Return each line of the records below that contains the string "mirror", and copy every such line in full.

START TASK INPUT

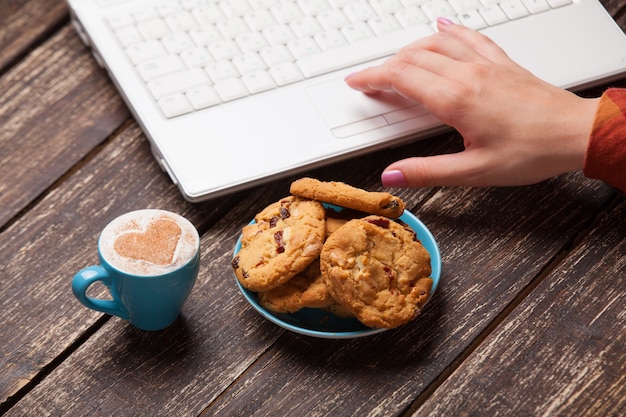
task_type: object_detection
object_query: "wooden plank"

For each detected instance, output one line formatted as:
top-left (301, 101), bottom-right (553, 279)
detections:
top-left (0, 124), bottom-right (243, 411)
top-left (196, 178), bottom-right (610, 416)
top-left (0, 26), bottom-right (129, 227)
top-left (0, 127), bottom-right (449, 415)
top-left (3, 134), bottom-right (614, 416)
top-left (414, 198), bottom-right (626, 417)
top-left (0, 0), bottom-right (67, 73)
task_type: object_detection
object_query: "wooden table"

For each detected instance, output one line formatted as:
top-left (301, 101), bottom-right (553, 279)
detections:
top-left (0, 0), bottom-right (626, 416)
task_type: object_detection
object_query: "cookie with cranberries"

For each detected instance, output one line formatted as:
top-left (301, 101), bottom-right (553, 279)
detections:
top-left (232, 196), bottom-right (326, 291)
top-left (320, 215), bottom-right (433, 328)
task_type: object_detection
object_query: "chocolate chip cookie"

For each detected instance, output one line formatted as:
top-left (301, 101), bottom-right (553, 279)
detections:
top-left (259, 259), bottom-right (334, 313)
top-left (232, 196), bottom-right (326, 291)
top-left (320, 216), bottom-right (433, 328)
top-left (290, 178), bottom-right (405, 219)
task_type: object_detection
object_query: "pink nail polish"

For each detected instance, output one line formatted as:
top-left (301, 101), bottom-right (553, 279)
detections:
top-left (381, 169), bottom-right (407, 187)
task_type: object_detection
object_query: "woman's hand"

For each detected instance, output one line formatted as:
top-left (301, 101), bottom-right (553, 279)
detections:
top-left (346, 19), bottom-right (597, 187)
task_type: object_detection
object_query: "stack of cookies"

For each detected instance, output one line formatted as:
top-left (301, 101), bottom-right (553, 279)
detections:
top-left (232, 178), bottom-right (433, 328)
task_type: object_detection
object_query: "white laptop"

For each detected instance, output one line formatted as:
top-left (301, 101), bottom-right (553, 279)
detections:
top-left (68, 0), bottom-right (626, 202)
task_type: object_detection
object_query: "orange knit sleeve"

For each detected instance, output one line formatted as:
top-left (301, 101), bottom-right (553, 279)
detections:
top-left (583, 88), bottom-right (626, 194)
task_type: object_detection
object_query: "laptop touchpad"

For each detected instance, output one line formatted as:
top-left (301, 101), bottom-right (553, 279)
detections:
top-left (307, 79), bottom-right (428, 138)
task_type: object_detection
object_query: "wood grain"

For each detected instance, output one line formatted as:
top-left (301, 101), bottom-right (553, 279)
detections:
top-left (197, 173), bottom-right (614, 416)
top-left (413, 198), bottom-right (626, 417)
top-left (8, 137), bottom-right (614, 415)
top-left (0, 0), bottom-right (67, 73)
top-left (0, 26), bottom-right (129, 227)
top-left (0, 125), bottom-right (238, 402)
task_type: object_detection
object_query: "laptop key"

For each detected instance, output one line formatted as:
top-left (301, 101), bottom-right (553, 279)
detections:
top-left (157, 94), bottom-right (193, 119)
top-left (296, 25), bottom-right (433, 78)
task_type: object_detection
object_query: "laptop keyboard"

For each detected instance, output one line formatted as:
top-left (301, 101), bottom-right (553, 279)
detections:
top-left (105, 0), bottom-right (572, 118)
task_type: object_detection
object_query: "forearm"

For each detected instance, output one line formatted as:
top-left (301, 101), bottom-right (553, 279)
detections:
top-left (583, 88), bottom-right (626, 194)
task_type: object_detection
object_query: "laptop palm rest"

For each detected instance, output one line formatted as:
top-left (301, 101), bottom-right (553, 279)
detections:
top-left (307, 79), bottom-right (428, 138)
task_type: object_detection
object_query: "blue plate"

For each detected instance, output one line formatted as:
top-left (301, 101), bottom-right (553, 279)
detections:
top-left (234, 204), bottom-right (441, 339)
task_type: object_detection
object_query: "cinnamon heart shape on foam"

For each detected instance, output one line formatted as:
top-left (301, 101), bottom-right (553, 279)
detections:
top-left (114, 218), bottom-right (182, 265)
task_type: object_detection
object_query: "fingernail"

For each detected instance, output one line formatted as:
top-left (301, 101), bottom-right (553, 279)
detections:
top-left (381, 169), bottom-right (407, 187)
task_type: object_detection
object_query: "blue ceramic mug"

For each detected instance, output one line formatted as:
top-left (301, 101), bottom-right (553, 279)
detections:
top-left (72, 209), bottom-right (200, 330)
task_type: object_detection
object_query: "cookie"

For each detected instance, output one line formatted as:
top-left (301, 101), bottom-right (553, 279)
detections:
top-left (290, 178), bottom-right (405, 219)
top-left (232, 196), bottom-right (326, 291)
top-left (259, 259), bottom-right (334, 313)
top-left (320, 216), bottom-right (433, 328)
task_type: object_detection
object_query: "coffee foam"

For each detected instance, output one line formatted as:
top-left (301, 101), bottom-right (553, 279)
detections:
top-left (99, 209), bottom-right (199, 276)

END TASK INPUT
START TASK INPUT

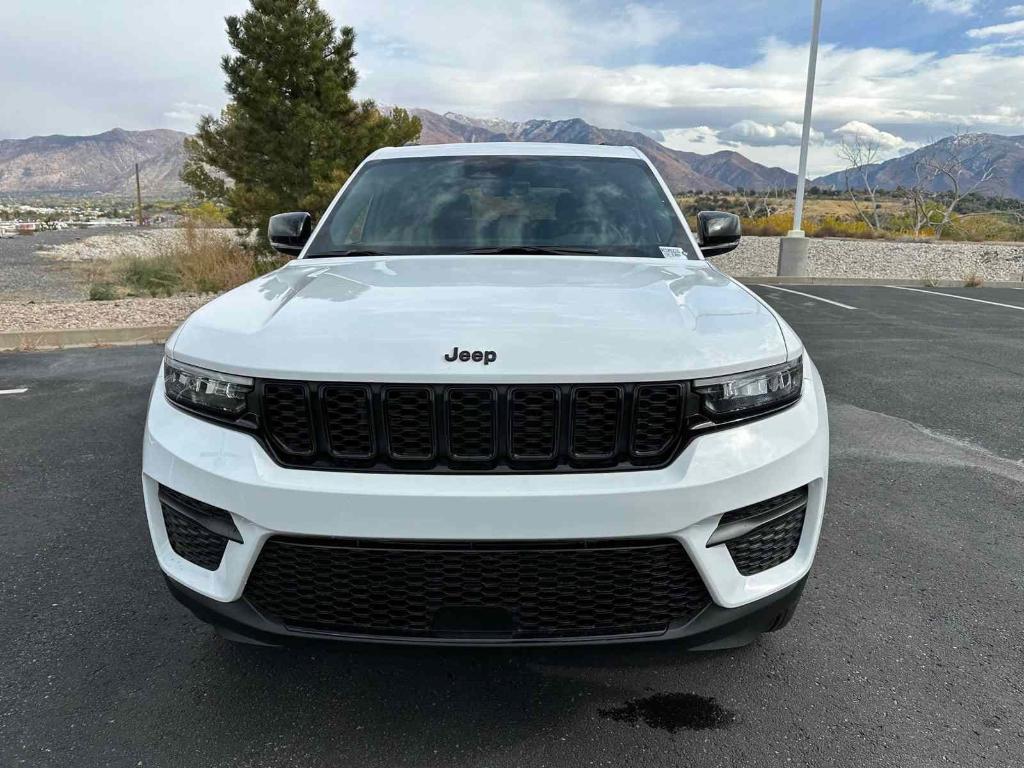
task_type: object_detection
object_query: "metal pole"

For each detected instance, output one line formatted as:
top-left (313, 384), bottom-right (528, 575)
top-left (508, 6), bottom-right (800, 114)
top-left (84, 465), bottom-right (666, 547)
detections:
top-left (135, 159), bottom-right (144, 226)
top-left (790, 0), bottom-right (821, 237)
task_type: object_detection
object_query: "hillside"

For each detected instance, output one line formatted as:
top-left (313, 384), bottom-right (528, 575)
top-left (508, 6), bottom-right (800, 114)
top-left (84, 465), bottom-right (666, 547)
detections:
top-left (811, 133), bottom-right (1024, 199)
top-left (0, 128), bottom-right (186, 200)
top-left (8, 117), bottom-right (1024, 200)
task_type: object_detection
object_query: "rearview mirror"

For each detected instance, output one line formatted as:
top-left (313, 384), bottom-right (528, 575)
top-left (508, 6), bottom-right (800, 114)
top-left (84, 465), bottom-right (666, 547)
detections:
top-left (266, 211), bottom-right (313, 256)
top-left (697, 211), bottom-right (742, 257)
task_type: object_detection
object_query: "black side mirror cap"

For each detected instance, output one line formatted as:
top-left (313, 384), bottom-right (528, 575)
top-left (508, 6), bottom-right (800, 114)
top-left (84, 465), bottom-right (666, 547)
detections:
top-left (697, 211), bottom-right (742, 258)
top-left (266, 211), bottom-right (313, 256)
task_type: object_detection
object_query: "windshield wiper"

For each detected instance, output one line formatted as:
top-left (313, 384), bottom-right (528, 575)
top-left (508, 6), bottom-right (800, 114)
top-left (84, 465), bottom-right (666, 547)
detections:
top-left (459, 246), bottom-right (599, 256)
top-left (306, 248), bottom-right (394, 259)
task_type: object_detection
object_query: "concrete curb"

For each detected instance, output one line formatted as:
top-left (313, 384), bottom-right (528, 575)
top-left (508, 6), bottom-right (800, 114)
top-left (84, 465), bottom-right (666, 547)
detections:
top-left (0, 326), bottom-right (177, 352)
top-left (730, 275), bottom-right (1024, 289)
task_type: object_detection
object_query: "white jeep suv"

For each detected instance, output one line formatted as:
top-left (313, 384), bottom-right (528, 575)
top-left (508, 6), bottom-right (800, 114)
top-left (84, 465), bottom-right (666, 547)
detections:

END TASK INPUT
START TASK INPUT

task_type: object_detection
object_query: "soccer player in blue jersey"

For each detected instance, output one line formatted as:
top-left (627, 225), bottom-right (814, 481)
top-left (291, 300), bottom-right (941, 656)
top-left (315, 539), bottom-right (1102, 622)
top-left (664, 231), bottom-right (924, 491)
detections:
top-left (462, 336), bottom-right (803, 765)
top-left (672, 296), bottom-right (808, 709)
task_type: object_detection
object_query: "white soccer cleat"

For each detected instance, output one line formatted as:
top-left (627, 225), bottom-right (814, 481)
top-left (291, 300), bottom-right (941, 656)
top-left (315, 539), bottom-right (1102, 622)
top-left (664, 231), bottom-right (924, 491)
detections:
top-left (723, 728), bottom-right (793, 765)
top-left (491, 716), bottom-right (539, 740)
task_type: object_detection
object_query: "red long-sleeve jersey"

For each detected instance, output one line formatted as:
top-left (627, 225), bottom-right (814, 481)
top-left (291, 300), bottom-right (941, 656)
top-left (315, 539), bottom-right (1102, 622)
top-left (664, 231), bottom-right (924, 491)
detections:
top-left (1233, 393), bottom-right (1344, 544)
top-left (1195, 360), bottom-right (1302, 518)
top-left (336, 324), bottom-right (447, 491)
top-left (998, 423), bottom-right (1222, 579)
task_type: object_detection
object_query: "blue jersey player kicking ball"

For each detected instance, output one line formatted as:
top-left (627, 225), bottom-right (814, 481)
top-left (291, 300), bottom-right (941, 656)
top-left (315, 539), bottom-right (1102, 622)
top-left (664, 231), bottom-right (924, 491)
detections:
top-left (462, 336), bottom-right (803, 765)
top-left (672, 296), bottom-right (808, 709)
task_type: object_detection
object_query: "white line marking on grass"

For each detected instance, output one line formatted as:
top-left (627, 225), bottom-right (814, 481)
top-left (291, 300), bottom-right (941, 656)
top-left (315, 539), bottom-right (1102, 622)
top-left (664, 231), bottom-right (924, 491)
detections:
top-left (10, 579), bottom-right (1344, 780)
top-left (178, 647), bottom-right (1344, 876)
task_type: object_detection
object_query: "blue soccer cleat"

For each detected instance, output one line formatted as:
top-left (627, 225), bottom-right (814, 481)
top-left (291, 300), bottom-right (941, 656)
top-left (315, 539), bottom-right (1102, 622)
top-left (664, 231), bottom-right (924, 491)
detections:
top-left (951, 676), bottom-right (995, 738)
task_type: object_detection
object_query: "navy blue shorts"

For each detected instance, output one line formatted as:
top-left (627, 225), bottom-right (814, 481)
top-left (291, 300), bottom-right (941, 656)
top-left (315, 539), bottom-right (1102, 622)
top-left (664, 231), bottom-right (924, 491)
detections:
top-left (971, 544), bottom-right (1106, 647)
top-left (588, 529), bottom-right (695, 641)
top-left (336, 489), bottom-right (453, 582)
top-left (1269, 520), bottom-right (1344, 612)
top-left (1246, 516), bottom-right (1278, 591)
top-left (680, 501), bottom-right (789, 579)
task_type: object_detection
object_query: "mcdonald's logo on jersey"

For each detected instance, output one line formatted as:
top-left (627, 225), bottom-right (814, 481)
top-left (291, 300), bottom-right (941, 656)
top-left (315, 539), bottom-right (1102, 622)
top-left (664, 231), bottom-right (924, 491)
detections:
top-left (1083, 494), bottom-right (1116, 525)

END TASK INPUT

- _TASK RESULT_
object_query: "rearview mirror"
object_query: "black side mirror cap"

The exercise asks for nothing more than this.